[Required work] Please return the data below word for word, with every line unchanged.

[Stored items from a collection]
----
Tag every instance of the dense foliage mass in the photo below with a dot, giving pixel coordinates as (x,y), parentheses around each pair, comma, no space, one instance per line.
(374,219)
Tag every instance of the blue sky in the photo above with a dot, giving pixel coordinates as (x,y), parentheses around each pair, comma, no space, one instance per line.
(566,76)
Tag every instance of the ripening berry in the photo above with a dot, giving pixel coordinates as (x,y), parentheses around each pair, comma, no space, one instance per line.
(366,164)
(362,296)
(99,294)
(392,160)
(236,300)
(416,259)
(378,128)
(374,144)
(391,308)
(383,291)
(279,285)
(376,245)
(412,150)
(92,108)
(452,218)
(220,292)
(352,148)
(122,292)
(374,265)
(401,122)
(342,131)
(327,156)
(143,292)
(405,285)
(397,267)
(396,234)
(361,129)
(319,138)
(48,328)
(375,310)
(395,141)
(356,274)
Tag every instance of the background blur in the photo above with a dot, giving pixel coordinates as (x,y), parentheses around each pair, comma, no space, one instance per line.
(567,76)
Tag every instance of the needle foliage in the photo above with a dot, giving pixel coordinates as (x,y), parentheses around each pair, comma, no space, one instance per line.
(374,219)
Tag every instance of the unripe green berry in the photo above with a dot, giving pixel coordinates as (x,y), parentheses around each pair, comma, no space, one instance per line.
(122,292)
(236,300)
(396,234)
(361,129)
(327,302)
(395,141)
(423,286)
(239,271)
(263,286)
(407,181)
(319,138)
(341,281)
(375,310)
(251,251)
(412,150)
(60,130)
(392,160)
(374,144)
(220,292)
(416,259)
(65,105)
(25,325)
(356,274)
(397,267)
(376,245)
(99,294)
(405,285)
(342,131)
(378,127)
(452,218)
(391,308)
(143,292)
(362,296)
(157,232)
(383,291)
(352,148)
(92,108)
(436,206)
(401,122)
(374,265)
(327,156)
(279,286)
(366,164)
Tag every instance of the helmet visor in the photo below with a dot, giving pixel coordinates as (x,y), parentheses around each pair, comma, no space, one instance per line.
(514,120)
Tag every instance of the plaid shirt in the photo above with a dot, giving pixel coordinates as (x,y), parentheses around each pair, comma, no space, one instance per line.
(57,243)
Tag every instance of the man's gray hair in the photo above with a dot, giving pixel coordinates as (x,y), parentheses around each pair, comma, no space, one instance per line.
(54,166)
----
[Response]
Tag every instance of the dense foliage mass in the photo below with a dot, giving pixel coordinates as (x,y), parentheses around each pair, comma, no space, one instance per line.
(374,219)
Tag every instance of the blue sky in the photo above with a dot, giving pixel coordinates as (x,y), parentheses around each pair, comma, no space, one instance per line.
(566,76)
Tag every instance of the ripening berry in the photo above with a dot, giving pixel coordinates as (x,y), parentheses around each pair, comma, no space, one instance per line.
(366,164)
(362,296)
(99,294)
(392,160)
(236,300)
(416,259)
(378,128)
(374,144)
(391,308)
(383,291)
(279,285)
(376,245)
(412,150)
(92,108)
(452,218)
(220,292)
(352,148)
(122,292)
(374,265)
(401,122)
(342,131)
(327,156)
(143,292)
(405,285)
(397,267)
(396,234)
(361,129)
(319,138)
(48,328)
(375,310)
(395,141)
(356,274)
Tag every instance of the background blur in the photo above with a dot, giving pixel coordinates as (x,y), parentheses around each pair, comma, no space, one instance per line.
(567,76)
Tag every instance of the needle foliage in the photo above with a dot, giving pixel coordinates as (x,y), parentheses around each pair, comma, no space, one instance per line.
(374,219)
Tag every instance of the unripe green berry in the photo above with a dot, giving pixel coordinates as (x,y), parentheses around each pair, comma, no space, one instance per line.
(122,292)
(236,300)
(396,234)
(361,129)
(327,302)
(395,141)
(423,286)
(239,271)
(263,286)
(407,181)
(319,138)
(341,281)
(375,310)
(251,251)
(412,150)
(60,130)
(392,160)
(374,144)
(220,292)
(416,259)
(65,105)
(25,325)
(356,274)
(397,267)
(376,245)
(99,294)
(405,285)
(342,131)
(378,127)
(452,218)
(391,308)
(143,292)
(362,296)
(157,232)
(383,291)
(352,148)
(92,108)
(436,206)
(401,122)
(374,265)
(327,156)
(279,286)
(366,164)
Tag every instance of the helmet visor in the photo below with a dot, giving pixel coordinates as (x,y), parentheses around each pair, comma, no space, one instance per line.
(514,120)
Tag every instance of the plaid shirt in the photo above with a dot, giving pixel coordinates as (x,y), parentheses around each pair, comma, no space, one instance per line.
(57,243)
Tag every instance of the man's gray hair in the photo above with a dot, giving pixel coordinates as (x,y), parentheses around each pair, comma, no space, one instance per line.
(54,166)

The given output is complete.